Here, the job is to give back every entry below unchanged, omitting pictures.

[Dataset entries]
------------------------------------

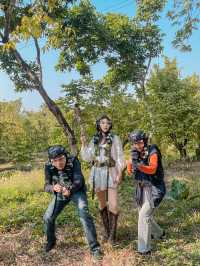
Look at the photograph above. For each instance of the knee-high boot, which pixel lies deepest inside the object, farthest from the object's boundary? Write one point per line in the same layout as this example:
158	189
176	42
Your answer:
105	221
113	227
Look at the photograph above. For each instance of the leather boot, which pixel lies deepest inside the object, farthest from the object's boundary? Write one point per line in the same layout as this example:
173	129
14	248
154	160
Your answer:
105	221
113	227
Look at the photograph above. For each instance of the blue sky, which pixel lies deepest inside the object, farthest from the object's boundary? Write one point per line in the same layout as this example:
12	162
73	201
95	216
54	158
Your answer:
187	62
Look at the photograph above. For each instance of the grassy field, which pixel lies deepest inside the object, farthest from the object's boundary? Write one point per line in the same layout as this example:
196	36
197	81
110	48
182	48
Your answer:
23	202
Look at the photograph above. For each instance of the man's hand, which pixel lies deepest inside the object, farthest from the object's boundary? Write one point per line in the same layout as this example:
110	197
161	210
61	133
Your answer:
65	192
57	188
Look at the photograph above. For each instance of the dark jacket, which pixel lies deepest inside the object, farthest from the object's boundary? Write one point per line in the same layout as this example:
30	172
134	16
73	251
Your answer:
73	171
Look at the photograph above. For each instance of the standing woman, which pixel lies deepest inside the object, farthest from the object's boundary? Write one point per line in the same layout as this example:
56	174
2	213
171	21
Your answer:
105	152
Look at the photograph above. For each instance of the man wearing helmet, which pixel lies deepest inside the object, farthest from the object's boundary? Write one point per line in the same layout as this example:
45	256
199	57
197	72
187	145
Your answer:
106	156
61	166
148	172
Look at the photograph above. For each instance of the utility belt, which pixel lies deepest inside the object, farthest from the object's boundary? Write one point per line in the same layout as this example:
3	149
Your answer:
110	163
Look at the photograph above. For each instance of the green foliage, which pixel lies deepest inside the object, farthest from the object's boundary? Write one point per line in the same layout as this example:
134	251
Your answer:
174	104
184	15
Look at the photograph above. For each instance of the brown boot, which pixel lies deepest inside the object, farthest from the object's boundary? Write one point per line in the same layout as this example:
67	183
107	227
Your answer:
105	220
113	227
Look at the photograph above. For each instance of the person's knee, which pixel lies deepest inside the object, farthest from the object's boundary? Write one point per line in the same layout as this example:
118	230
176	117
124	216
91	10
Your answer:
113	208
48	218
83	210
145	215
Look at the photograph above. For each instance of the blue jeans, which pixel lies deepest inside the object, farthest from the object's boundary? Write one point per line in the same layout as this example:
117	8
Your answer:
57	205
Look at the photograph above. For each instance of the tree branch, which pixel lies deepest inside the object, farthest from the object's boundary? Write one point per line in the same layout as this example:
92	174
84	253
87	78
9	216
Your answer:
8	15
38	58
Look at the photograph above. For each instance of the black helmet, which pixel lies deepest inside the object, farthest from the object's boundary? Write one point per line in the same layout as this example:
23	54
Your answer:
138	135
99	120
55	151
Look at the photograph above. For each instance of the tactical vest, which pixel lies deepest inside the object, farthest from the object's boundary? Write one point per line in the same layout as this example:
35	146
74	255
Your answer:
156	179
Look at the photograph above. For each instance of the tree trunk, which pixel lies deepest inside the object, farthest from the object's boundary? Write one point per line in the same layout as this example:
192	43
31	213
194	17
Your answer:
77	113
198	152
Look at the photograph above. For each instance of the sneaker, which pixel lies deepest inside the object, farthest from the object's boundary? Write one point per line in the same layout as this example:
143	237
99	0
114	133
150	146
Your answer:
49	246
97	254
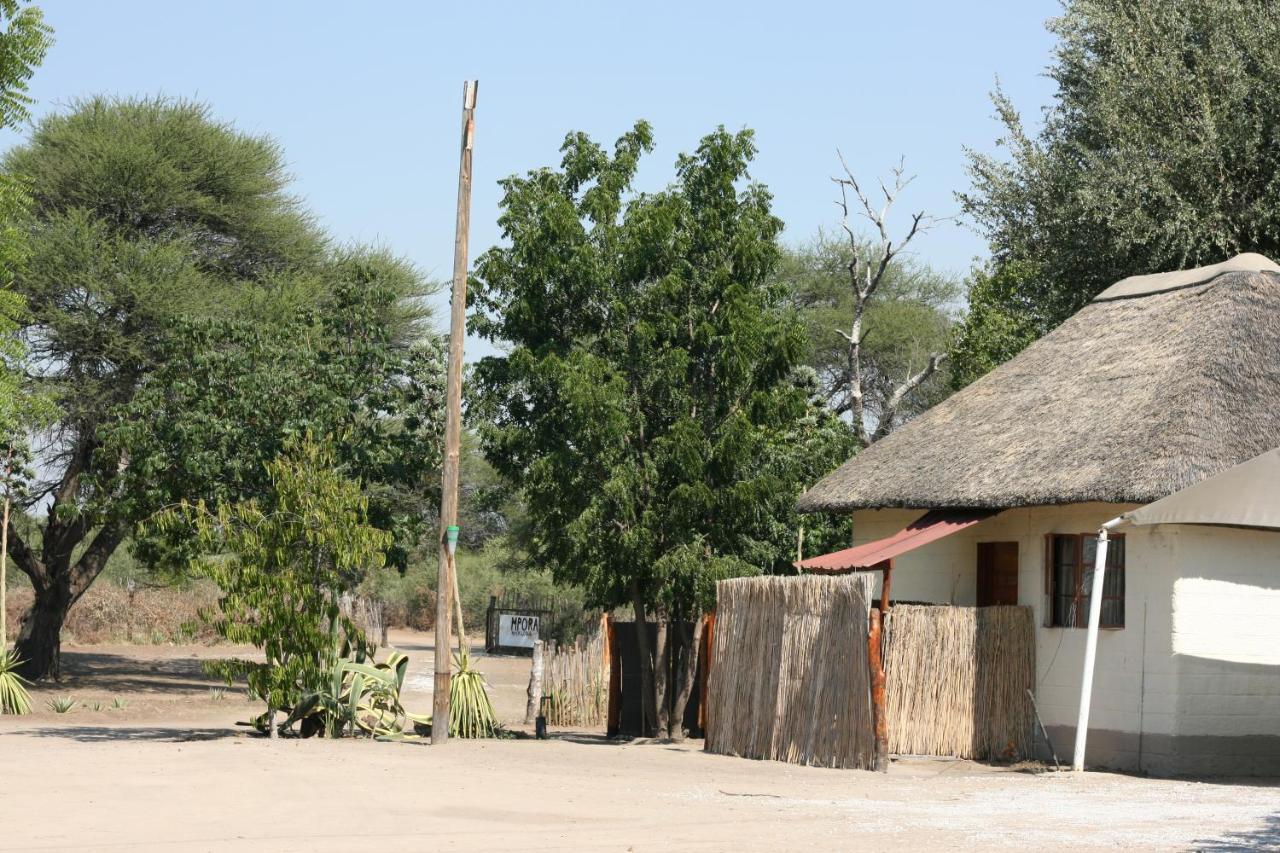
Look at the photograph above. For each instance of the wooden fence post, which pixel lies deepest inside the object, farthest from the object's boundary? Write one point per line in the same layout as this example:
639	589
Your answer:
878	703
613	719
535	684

------------------------------------

= Exercise response =
Look at the photograph above. For each instance of the knee-high boot, which pixel lies deepest inside the object, farthest from the object's boundary? Write one point per line in the same layout as this example:
158	189
176	42
Your answer:
105	221
113	227
Look at the photograph above. For each instance of the leather boot, which pixel lies deepest inside the object, farthest from the object's boundary? Write one point per line in the same layout as this example:
173	129
14	248
154	160
Your answer:
105	221
113	227
Look at the photograph above. For each instance of the blue sky, which pixel lies deepest inside the object, farthest from the object's boundary? Write one point per line in the same layout as this example:
12	162
73	201
95	216
54	158
Your answer:
187	62
Look at the photograph above. For each instance of the grassy field, which pixel lies deepest inside the object, farthest from the object's boundary? Write one point per line in the same layout as this example:
196	36
197	81
110	48
182	48
Your answer:
23	202
Look at the photograph above. For each instance of the man's hand, which pixel lies deepest inside the object, farthest from the object's boundary? Write one point per line in the same layout as this example:
110	197
161	210
61	133
Your answer:
65	192
57	188
Look at the photograph above. For each instance of the dark jacket, which pixel lies deepest inside the object, farthest from the object's boundary? Write one point per line in the same layout as this example:
30	172
134	16
73	251
Your answer:
73	171
Look at the photograph above. For each instance of the standing woman, which pixel lies deepest inside the object, farthest from the object's boundary? Write one point per line in the same layout as this example:
56	174
2	213
171	21
Your answer:
105	152
Look at the photograph above. For each instance of the man wearing helmet, which pixel lies deepest inside the object, farthest from the object's boundary? Write one point per line in the same layout as this example:
45	256
199	57
197	72
187	145
Your answer:
106	156
61	166
148	172
Look at the photograph above. For each instance of the utility belt, which pixel lies deepest inside the object, farthest from the object's boundary? Write one point per line in the same layout as this example:
3	149
Your answer:
110	163
Look at the photograph above. For each instance of the green foliage, which pixel lies deepest inside the object, farthest from the object's boundary? Write one point per line in the same layout as this example:
134	251
Your answer:
174	104
184	15
Look at the photograph above. For each instance of the brown boot, which pixel lies deepest inside the object, farthest from the object's boundary? Write one point per line in the same layout as this example:
67	183
107	227
Your answer:
105	220
113	227
Look at the photograph above. For each instance of the person's knee, which pixel lies deepest inside the object, farthest from the object's boundary? Write one point per line in the same layout as this example:
118	230
176	117
124	216
91	10
Your answer:
113	208
48	218
83	210
145	215
Look at the photograph above. For each instance of the blue jeans, which pixel lies deepest inside the object, farthest from the object's boundary? Write one point per line in the same layout as this example:
117	8
Your answer:
57	205
Look at the photograph above. For each instance of the tree branch, which pixel lies deepest inside the object, farthest from the object's boundary? Write one point per line in the same layout as this example:
92	174
84	253
87	78
9	216
Your answer:
8	15
38	58
Look at the photograph above. For each instance of the black helmet, which pixel lies deepest inside the object, farthest from the object's boundary? Write one point per line in the same layout as this example:
23	54
Your answer:
138	135
99	120
55	151
Look at the photograph above. For each instance of the tactical vest, which pixel lies deepest inside the object, farthest from the object's boundary? Write one point per line in the same layout as this example:
35	146
74	255
Your answer:
156	179
Look at the photograph above. For each instance of the tree trunk, which pixel lies deepest inside the object, farthest from the object's boundary? Write one point per line in the same layout as this example:
192	43
31	213
194	17
Your answer:
77	113
198	152
Look at the photograph above. For each instance of the sneaker, which pixel lies deepest inside the object, farthest from the object's boundary? Write one point per line in the same layout as this example:
143	237
99	0
114	133
150	146
Your answer:
49	246
97	254
Look at the photograph above. For each instance of the wooden fence post, which pixel lies deepest inside the object, farthest from the object's boundary? Write one point per line in the same layout as this example:
639	589
Your answer:
878	703
613	719
535	684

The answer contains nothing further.